■ Okuma metni:
=======
Cumhuriyet ve Alevilerin tarih içindeki kesişim noktalarını derinlemesine keşfedin, kültür ve kimliğin şekillendiği benzersiz bir yolculuk.

Türkiye Cumhuriyeti’nin kuruluş süreci, sadece bir devletin inşası değil, aynı zamanda farklı inanç ve kültürlere sahip toplum kesimlerinin varoluş mücadelesinin de bir yansımasıdır. Özellikle Alevi toplumu açısından Cumhuriyet, Osmanlı döneminde uzun yıllar süren baskı ve dışlanmanın ardından yeni bir umut kapısı olarak görülmüştür. Laiklik ilkesi ve cumhuriyet rejimi, Aleviler için sadece bir rejim değişikliği değil; kendilerine nefes aldıran, kimliklerini özgürce ifade edebilmeleri için bir güvence olmuştur. Bu bağlamda Aleviler, bağımsızlık ve özgürlük vaat eden bu yeni döneme güçlü bir destek vermiş, Mustafa Kemal Atatürk liderliğinde şekillenen Milli Mücadele’de aktif rol almışlardır.
=======
■ Görev tanımı:
Okuma metninde “Türkiye Cumhuriyeti’nin kuruluş süreci” sözleriyle başlayan paragrafı, temel bilgilerini koruyarak daha kısa biçimde yeniden yazınız. Girdilerin bu çalışmada hiçbir işlevi yoktur.
=======
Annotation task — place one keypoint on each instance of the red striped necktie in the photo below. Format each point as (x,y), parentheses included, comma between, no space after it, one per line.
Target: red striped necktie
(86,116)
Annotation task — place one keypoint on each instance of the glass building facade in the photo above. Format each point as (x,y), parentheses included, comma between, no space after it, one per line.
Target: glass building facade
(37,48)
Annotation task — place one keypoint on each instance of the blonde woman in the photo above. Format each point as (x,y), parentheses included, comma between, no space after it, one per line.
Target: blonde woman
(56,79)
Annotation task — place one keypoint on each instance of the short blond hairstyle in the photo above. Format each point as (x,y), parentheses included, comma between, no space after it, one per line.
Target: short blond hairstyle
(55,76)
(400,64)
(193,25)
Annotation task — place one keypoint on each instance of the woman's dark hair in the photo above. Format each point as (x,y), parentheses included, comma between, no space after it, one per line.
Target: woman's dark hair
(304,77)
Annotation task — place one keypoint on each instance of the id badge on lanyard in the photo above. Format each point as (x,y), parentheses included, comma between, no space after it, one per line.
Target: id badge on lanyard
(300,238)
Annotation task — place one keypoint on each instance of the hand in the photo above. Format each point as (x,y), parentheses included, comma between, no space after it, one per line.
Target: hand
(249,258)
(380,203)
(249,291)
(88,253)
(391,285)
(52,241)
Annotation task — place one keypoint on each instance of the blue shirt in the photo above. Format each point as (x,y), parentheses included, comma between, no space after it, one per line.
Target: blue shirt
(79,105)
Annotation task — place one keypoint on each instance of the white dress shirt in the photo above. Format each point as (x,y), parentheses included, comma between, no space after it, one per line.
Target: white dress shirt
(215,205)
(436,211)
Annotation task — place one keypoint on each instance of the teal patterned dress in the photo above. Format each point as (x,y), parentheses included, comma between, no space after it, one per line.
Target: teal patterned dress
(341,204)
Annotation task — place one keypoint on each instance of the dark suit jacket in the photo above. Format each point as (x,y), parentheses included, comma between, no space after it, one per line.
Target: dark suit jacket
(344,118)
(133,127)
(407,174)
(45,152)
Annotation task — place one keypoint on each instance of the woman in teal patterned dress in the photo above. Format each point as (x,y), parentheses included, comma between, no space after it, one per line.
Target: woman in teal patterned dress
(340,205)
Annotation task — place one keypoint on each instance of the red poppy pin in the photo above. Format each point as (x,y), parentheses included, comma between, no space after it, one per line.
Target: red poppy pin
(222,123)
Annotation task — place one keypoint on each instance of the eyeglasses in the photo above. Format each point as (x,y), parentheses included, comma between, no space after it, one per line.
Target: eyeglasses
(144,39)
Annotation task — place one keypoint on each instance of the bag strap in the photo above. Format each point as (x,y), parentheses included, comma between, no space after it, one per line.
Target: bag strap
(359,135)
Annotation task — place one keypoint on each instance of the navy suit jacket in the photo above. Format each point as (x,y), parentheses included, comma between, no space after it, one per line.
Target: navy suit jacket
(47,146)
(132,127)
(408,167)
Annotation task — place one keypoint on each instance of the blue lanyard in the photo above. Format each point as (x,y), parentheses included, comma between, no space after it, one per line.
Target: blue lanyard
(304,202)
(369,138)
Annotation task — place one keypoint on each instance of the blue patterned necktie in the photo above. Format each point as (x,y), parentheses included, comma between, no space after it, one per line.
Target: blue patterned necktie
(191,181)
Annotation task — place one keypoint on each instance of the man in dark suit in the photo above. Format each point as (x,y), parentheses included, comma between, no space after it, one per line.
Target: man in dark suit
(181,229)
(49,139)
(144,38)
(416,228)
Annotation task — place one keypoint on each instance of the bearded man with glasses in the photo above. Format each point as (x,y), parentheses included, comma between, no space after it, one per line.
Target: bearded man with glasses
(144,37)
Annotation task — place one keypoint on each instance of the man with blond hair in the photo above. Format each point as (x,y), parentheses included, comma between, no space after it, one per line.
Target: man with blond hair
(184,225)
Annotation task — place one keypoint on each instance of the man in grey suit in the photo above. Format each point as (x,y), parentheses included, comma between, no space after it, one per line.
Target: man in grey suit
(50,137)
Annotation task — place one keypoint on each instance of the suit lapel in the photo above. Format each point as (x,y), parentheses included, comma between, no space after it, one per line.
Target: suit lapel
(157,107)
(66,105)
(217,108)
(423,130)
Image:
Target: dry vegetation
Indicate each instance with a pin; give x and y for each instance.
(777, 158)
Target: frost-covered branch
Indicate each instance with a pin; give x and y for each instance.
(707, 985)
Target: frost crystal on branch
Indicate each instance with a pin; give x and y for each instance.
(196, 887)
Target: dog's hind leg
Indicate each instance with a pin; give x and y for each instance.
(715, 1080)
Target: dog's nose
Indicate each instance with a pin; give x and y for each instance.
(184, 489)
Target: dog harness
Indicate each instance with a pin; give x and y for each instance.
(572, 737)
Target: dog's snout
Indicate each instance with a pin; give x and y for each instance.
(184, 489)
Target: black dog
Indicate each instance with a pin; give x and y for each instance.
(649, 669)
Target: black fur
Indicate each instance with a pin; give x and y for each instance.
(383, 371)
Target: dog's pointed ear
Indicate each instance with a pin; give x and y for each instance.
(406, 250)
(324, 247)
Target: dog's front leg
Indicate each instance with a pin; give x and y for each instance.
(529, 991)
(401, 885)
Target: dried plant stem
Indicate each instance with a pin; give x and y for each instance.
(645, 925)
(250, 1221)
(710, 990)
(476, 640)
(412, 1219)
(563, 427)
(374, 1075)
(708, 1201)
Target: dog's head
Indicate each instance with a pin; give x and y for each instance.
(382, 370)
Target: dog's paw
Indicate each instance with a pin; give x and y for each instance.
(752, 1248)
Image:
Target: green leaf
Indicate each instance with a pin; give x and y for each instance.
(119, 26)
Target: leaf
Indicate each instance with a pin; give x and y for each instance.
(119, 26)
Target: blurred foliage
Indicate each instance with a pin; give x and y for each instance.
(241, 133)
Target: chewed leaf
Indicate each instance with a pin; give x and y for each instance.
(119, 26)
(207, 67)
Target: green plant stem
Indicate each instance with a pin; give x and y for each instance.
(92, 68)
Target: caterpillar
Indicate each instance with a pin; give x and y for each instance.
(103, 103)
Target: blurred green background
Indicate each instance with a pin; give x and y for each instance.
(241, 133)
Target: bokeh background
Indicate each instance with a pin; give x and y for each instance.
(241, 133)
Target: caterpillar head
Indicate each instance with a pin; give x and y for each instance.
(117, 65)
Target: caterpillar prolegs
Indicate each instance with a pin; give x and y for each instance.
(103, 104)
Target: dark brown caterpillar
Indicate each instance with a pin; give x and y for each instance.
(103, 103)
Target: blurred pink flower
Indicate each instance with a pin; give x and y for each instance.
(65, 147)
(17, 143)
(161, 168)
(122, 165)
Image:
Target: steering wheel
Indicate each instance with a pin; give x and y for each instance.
=======
■ Yanıt:
Türkiye Cumhuriyeti’nin kuruluşu, bir devletin inşasının yanı sıra farklı inanç ve kültürlere sahip toplum kesimlerinin varoluş mücadelesini de yansıtır. Osmanlı döneminde uzun süre baskı ve dışlanmaya maruz kalan Aleviler, Cumhuriyet’i yeni bir umut kapısı olarak görmüş; laiklik ilkesini ve cumhuriyet rejimini kimliklerini özgürce ifade edebilmelerinin güvencesi saymıştır. Bu doğrultuda, bağımsızlık ve özgürlük vaat eden yeni döneme güçlü destek vermiş ve Mustafa Kemal Atatürk liderliğindeki Milli Mücadele’de etkin rol almışlardır.